**INSTRUCTIONS FOR THE TASK:** All of the records below need to be copied exactly.
◆ ◆ ◆ ◆
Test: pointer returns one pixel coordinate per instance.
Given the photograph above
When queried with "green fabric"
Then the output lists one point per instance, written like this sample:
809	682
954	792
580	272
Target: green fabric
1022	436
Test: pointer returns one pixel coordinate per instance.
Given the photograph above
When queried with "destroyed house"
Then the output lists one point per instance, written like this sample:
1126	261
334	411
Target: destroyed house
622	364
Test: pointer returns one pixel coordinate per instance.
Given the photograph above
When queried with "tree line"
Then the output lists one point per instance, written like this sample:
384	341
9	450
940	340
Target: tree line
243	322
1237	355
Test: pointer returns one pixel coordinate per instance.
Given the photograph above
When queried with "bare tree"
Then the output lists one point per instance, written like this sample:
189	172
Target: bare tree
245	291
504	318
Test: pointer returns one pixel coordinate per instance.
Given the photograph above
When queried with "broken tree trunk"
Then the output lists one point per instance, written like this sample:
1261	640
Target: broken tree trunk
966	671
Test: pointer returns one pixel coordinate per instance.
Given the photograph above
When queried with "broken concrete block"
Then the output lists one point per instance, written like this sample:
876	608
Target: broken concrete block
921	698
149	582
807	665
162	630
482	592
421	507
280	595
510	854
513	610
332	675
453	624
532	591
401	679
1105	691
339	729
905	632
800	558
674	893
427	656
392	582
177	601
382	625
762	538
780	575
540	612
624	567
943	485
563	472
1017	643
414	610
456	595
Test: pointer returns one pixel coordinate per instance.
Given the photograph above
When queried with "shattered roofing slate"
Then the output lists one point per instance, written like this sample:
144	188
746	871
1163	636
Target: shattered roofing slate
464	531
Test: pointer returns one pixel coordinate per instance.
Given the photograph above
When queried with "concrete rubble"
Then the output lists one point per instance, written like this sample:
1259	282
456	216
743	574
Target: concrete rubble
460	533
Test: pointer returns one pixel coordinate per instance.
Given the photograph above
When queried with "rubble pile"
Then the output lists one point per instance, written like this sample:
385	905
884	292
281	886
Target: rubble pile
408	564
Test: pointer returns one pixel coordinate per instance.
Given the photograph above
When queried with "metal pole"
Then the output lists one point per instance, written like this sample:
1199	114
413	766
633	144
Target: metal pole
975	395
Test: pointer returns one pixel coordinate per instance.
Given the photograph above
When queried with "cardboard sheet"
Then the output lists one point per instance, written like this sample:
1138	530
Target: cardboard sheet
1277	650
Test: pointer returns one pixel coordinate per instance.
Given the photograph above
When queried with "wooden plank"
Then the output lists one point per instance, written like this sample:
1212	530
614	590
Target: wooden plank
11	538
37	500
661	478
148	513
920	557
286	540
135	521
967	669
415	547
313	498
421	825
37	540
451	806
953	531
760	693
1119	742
◆ ◆ ◆ ◆
**SOLUTION FOR THIS TASK:**
Test: pointer returns one pixel coordinate per instance.
Given the photograph above
When queried with "green fabric"
Then the output lists one point per instance, written like this sample:
809	682
954	792
580	272
Target: green fabric
1022	436
Test: pointer returns one pixel coordinate per instance.
Given the photograph above
When queried with "destroyed house"
Then the output lists one point per instance, written like this sample:
1126	261
334	411
Target: destroyed house
622	364
Test: pointer returns one pixel coordinate per instance.
Given the photograph above
When queried with "tree line"
Then the output lists one point per instance, written like this sample:
384	341
9	450
940	340
Target: tree line
243	322
1237	355
Test: pointer returns one pixel coordinate per instance.
Given the photograph above
When queried with "bare tree"
Then the output lists one point per instance, written like this sample:
189	172
Target: bare tree
245	291
504	318
Test: pointer returns one pixel coordinate per instance.
Given the photograph above
When queried with "broken tree trunk"
Then the output lists one point per instance, written like this sample:
1261	640
Target: broken tree trunk
966	671
Test: pointer returns one pixel coordinate per instance.
Given the photograph above
When queried with "broken concrete block"
Then the output lists one point per instance, written like this sample:
876	608
Target: broken concrete block
921	698
149	582
807	665
162	630
482	592
421	507
280	595
510	854
513	610
332	675
453	624
532	591
401	679
1105	691
339	729
905	632
800	558
674	893
427	656
392	582
177	601
382	625
762	538
780	575
540	612
624	567
943	485
563	472
1017	643
414	610
456	595
Test: pointer returns one pixel coordinate per instance.
Given the photograph above
When queried with "shattered roofing slate"
Then the output lists one point per instance, written like this sample:
144	188
746	871
1163	636
Target: shattered roofing slate
464	531
Test: pointer returns one pixel coordinate per instance.
Given the photograph above
When queried with "concrete rubble"
Then the output lists one point per instance, written like this sample:
1259	282
456	216
743	574
Target: concrete rubble
460	533
Test: pointer returns one pixel coordinate per instance.
Given the photograph above
When queried with "rubble pile"
Then the output lists one point per instance, written like this sample:
385	905
884	292
281	886
Target: rubble pile
408	564
Test: pointer returns one pixel coordinate per instance.
Given the photograph above
When queried with "metal pole"
Then the output lists one point per instance, written like this sample:
1199	114
413	766
633	144
Target: metal pole
975	395
Test: pointer returns one pixel coordinate per instance.
Given the photograph above
When queried with "cardboard sheet"
Then the output lists one point per instance, written like this sample:
1138	530
Target: cardboard sheet
1277	650
Test: pointer returns one pixel coordinate per instance.
Given the photograph above
When queried with "wooden plank"
Then the output lists one point per instance, written like this sample:
1212	530
614	590
Target: wooden plank
11	538
37	500
661	478
148	513
920	557
286	540
135	521
967	669
415	547
313	498
421	825
37	540
451	806
953	531
760	693
1119	742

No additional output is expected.